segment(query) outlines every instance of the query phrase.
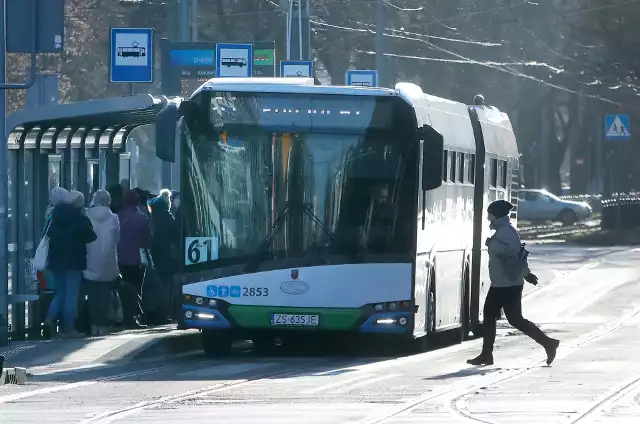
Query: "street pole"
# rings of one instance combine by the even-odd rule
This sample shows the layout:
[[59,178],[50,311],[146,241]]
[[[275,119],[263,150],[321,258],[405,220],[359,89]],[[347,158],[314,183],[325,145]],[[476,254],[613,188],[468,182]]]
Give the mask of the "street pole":
[[309,0],[291,0],[287,16],[287,59],[311,59]]
[[198,0],[191,0],[191,41],[198,41]]
[[[191,0],[177,0],[178,4],[178,38],[180,41],[189,41],[190,38],[190,15],[189,15],[189,2]],[[196,25],[197,27],[197,25]],[[176,147],[178,148],[178,147]],[[179,156],[176,156],[177,160],[179,160]],[[180,164],[175,164],[172,166],[170,162],[162,162],[162,187],[163,188],[172,188],[175,190],[179,190],[180,187],[174,187],[172,183],[178,184],[179,179],[175,173],[178,173],[180,169]]]
[[386,51],[384,31],[387,27],[387,18],[385,16],[384,0],[378,0],[376,2],[376,69],[378,70],[378,82],[380,87],[386,87],[387,72],[385,69],[386,57],[384,55]]
[[[0,82],[6,83],[6,58],[7,58],[7,20],[5,0],[0,0]],[[7,135],[6,133],[6,92],[0,87],[0,346],[9,344],[9,270],[7,255],[7,206],[9,204],[8,177],[7,177]],[[2,171],[4,168],[4,171]],[[15,213],[15,211],[13,211]],[[18,270],[13,270],[12,278],[15,278]]]
[[189,41],[189,0],[180,0],[179,15],[180,41]]

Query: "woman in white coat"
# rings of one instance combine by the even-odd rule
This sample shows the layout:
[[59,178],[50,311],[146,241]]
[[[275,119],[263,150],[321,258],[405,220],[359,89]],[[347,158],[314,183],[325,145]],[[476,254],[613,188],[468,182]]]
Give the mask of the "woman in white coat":
[[108,310],[114,282],[120,276],[118,269],[118,243],[120,220],[111,212],[111,195],[98,190],[87,209],[87,217],[98,238],[87,245],[87,268],[84,279],[89,296],[91,332],[94,335],[108,332]]

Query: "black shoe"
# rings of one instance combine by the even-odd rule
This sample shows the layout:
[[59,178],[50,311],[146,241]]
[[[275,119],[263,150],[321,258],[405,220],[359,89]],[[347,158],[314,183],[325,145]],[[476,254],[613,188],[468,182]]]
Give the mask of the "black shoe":
[[480,354],[473,359],[467,360],[469,365],[493,365],[493,355]]
[[544,350],[547,352],[547,365],[551,365],[553,360],[556,359],[558,346],[560,346],[560,340],[550,339],[549,344],[544,347]]

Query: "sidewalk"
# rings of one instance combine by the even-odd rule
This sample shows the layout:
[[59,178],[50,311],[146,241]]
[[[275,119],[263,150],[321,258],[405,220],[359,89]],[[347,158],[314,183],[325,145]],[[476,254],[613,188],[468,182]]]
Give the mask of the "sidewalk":
[[0,347],[5,367],[39,371],[181,355],[200,349],[197,331],[176,330],[175,324],[125,330],[107,336],[30,340]]

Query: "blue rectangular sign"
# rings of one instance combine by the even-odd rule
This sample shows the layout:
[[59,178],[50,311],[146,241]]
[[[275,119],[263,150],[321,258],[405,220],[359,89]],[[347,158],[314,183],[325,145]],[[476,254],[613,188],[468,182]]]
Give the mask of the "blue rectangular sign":
[[631,140],[631,120],[629,115],[606,115],[604,117],[604,137],[607,140]]
[[110,42],[110,82],[153,82],[153,29],[111,28]]
[[281,60],[280,77],[311,78],[313,77],[313,62],[311,60]]
[[253,76],[253,44],[216,44],[216,77]]
[[214,50],[171,50],[171,65],[173,66],[206,66],[213,68],[216,65],[216,52]]
[[354,87],[377,87],[378,71],[374,70],[352,70],[347,71],[347,85]]

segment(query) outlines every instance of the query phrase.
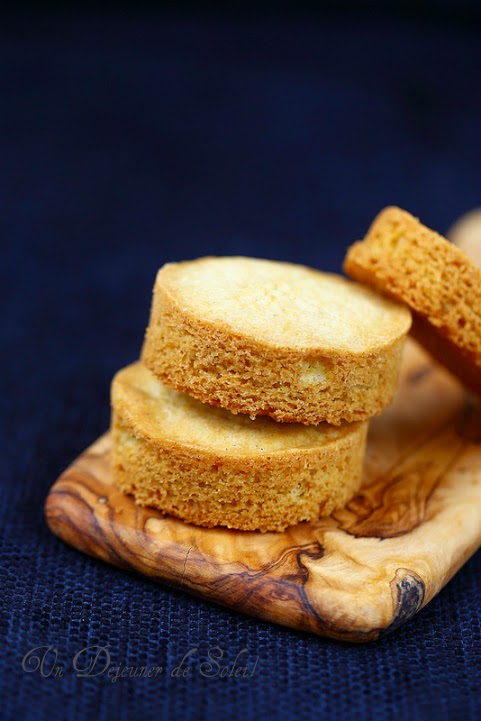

※

→ What this task involves:
The expected answer is the listing above, duplicated exactly, with its pictures removed.

→ Task response:
segment(query) outlines every instance of the query phrase.
Query: "street pole"
# rings of one instance combine by the even-odd rule
This sample shows the layout:
[[59,178],[50,311],[146,241]]
[[[275,119],[263,150],[321,258],[405,220],[359,89]],[[347,158],[314,183],[325,145]],[[476,254],[613,188],[468,182]]]
Give the mask of the "street pole":
[[309,0],[291,0],[287,16],[287,59],[311,59]]
[[198,0],[191,0],[191,41],[198,41]]
[[[191,0],[177,0],[178,4],[178,38],[180,41],[189,41],[190,38],[190,15],[189,15],[189,2]],[[196,25],[197,27],[197,25]],[[176,147],[178,148],[178,147]],[[179,156],[176,156],[177,160],[179,160]],[[180,164],[175,164],[172,166],[170,162],[162,162],[162,187],[163,188],[172,188],[175,190],[179,190],[180,187],[174,187],[172,183],[178,184],[179,179],[175,173],[178,173],[180,169]]]
[[386,51],[384,31],[387,27],[387,18],[385,16],[384,0],[378,0],[376,2],[376,69],[378,70],[378,82],[380,87],[386,87],[387,72],[385,69],[386,57],[384,55]]
[[[0,82],[6,83],[6,58],[7,58],[7,20],[5,0],[0,0]],[[7,135],[6,133],[6,92],[0,87],[0,346],[9,344],[9,270],[7,255],[7,206],[9,204],[8,177],[7,177]],[[2,171],[4,168],[4,171]],[[15,213],[15,211],[13,211]],[[18,270],[13,270],[12,278],[15,278]]]
[[189,41],[189,0],[180,0],[179,15],[180,41]]

Query: "woman in white coat"
# rings of one instance combine by the even-odd rule
This sample shows the layout:
[[59,178],[50,311],[146,241]]
[[[275,119],[263,150],[321,258],[405,220],[359,89]],[[347,158],[314,183],[325,145]],[[476,254],[613,188],[468,182]]]
Give the mask of the "woman in white coat":
[[108,310],[114,282],[120,276],[118,269],[118,243],[120,220],[111,212],[111,195],[98,190],[87,209],[87,217],[98,238],[87,245],[87,268],[84,279],[89,296],[91,332],[94,335],[108,332]]

Query: "black shoe"
# rings of one instance combine by the even-odd rule
This sample shows the layout:
[[59,178],[50,311],[146,241]]
[[[275,119],[263,150],[321,258],[405,220],[359,89]],[[347,158],[314,183],[325,145]],[[476,254],[613,188],[468,182]]]
Give the mask of the "black shoe":
[[480,354],[473,359],[467,360],[469,365],[493,365],[493,355]]
[[544,350],[547,352],[547,365],[551,365],[553,360],[556,359],[558,346],[560,346],[560,340],[550,339],[549,344],[544,347]]

Query: "sidewalk"
# rings of one instance combine by the even-odd rule
This sample shows the layout:
[[59,178],[50,311],[146,241]]
[[[275,119],[263,150],[321,258],[405,220],[359,89]],[[347,158],[314,183],[325,145]],[[476,254],[613,188],[468,182]]]
Give the mask of the "sidewalk":
[[0,347],[5,367],[39,371],[181,355],[200,349],[197,331],[176,330],[175,324],[125,330],[107,336],[30,340]]

Query: "blue rectangular sign"
# rings of one instance combine by the even-odd rule
This sample shows the layout:
[[59,178],[50,311],[146,241]]
[[[275,119],[263,150],[321,258],[405,220],[359,89]],[[347,158],[314,183],[325,145]],[[476,254],[613,188],[468,182]]]
Give the mask of the "blue rectangular sign":
[[631,140],[631,120],[629,115],[606,115],[604,117],[604,137],[607,140]]
[[110,42],[110,82],[153,82],[153,29],[111,28]]
[[281,60],[280,77],[311,78],[313,77],[313,62],[311,60]]
[[253,76],[253,44],[216,44],[216,77]]
[[214,50],[171,50],[171,65],[173,66],[206,66],[213,68],[216,65],[216,52]]
[[354,87],[377,87],[378,71],[374,70],[352,70],[347,71],[347,85]]

segment(query) outlines every instance of the query phrase.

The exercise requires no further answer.